Task 1 |
List every abbreviation that the text on urban mobile emissions pairs with a full name or meaning, and give the words it attaches to each.

Text block |
========================================
Urban mobile emissions

The novelty in the emission data setup is the development of the method for the representation of the mobile emission inventory in the urban areas in Macedonia, with special emphasis on Skopje city as the most populated. The mobile emission implemented in the system represents an emission inventory updated by the Ministry of Environmental and Physical Planning (MOEPP). The data emissions distributed by the GNFR sectors with a grid resolution of 0.1° × 0.1° lat/long are part of the Central Data Repository of European Environment Information (EIONET) and Observing Network of Long-Range Transport and Pollution Convention (CLRTAP). The inventory data set represents emissions in kt (kilotons) per year for each grid cell by chemical species (including CO and NOx). The emission rates and the coordinates are positioned in the central point of each given grid. Two approaches of the creation of mobile emission data were used. The first set of emissions uses the gridded mobile inventory data provided by the MOEPP with a resolution of 0.1° × 0.1° lat/long with a surface area of about 11.10 km × 8.539 km or 94.78 km2 approximately which corresponds at 40° latitude. The domain-averaged emission rates of CO and NOx for the central point of each grid box are then calculated by the given emission rates from the four adjacent points, using a bilinear interpolation method.
========================================
Record list |
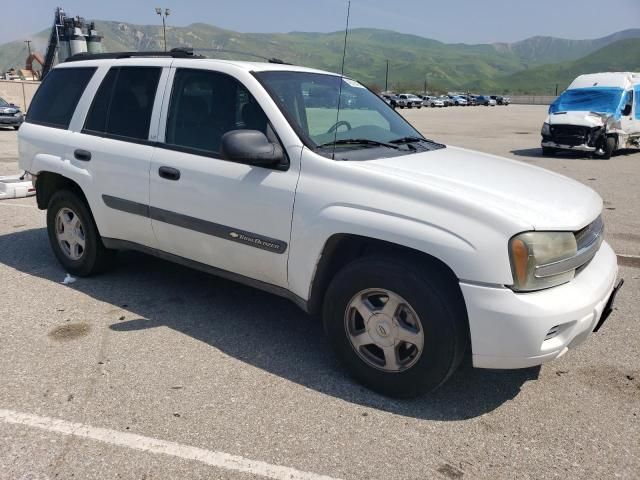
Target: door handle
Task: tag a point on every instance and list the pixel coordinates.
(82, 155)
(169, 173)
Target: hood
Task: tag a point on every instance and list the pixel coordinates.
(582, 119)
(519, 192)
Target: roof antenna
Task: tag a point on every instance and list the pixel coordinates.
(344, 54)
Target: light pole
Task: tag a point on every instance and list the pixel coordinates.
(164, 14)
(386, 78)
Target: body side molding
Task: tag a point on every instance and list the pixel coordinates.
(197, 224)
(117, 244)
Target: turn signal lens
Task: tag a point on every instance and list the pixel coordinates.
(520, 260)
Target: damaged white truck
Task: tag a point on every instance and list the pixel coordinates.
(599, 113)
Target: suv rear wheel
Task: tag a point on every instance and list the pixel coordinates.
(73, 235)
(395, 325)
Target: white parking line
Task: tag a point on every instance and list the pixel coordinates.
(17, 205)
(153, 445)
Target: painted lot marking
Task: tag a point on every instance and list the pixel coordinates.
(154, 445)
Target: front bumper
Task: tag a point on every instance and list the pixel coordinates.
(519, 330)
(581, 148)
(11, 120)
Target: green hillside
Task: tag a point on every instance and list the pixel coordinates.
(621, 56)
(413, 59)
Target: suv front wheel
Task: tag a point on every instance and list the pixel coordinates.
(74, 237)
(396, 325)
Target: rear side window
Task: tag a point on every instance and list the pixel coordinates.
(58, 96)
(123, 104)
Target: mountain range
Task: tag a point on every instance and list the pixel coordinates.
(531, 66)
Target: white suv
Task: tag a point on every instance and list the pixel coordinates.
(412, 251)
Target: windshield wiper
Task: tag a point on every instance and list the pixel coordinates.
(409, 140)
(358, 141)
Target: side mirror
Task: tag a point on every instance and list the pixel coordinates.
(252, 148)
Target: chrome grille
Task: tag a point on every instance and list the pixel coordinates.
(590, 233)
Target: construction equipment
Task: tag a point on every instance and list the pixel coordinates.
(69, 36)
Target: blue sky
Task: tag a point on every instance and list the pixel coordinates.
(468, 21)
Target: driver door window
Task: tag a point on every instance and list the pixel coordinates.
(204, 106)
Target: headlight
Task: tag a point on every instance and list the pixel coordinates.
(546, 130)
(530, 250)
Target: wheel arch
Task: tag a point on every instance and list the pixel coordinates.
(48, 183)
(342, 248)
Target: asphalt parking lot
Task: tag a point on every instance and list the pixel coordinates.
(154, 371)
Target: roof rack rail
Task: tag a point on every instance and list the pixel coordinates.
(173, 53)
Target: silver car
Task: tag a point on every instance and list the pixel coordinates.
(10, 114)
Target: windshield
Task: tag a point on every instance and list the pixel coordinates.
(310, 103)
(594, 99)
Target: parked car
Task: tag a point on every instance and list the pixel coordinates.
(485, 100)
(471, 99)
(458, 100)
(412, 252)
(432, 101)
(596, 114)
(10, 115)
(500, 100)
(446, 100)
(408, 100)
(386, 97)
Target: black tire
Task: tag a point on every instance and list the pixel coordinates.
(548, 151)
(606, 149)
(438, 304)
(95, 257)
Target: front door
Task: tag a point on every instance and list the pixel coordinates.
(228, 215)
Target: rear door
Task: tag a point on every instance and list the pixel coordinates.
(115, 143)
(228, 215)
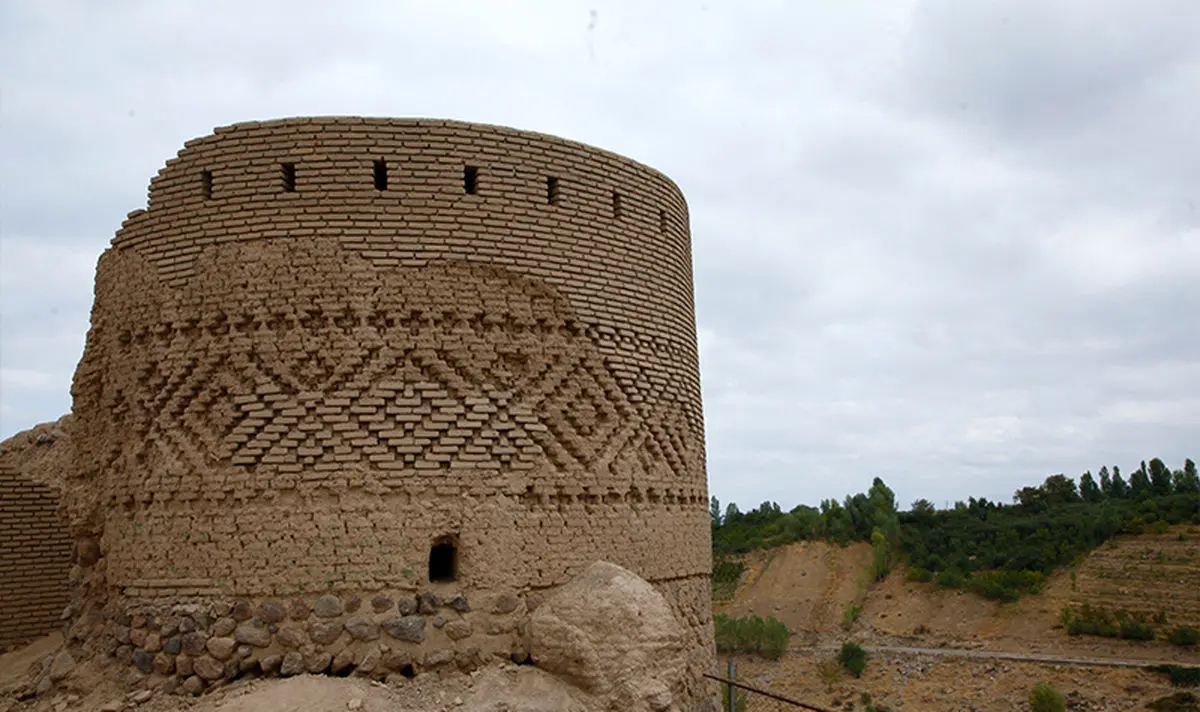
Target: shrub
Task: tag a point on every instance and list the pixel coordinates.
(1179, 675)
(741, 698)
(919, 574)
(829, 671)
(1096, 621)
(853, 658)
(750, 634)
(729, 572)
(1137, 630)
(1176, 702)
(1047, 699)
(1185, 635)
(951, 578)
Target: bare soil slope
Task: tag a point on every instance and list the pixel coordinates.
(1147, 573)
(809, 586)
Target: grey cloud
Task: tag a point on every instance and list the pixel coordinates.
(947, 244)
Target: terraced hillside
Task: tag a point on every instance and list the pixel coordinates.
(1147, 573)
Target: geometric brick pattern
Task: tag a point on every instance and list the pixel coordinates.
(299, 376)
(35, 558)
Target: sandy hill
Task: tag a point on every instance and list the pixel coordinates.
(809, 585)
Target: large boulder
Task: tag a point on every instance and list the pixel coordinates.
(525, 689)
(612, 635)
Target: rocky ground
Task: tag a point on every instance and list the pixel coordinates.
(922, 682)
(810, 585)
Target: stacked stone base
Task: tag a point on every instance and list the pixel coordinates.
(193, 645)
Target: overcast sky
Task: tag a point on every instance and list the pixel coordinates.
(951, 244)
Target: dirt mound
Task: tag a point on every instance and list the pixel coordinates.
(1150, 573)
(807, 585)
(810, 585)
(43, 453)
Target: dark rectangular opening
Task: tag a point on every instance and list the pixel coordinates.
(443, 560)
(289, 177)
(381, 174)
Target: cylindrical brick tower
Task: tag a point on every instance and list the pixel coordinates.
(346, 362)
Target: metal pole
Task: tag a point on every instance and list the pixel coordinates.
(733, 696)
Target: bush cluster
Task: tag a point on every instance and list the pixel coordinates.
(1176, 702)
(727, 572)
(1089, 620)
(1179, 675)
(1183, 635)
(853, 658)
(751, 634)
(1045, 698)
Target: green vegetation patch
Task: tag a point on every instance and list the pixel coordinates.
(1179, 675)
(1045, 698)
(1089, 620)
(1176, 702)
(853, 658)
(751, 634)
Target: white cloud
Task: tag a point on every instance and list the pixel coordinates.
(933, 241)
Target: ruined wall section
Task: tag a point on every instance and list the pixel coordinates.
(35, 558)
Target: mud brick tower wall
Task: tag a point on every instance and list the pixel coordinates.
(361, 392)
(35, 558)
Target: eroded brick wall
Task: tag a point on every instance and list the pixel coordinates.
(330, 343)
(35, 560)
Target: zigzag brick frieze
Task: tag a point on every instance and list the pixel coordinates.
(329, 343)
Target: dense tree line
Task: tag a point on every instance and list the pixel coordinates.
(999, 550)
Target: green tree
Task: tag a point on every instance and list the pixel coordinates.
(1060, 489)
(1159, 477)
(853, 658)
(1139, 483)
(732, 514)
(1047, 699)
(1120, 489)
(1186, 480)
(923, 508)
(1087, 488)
========================================
Task 2 |
Recast part of the listing as a numbered list, skipping blank lines. Begin at the line of the listing that has "Target: zigzag brick frieze" and stop after the last line of the listing.

Worked solution 1 |
- MOEPP: Ministry of Environmental and Physical Planning
- EIONET: Central Data Repository of European Environment Information
- CLRTAP: Observing Network of Long-Range Transport and Pollution Convention
- kt: kilotons

Worked solution 2 |
1. Target: zigzag brick frieze
2. Task: tag a point on every instance and list the pixel coordinates.
3. (329, 343)
4. Target: dense tree line
5. Task: tag a point on every instance and list the pixel coordinates.
6. (999, 550)
7. Target: green tree
8. Task: tag a point on every instance and list the pixel coordinates.
9. (1060, 489)
10. (1159, 477)
11. (853, 658)
12. (1139, 483)
13. (732, 514)
14. (1047, 699)
15. (1120, 489)
16. (1186, 480)
17. (923, 508)
18. (1087, 488)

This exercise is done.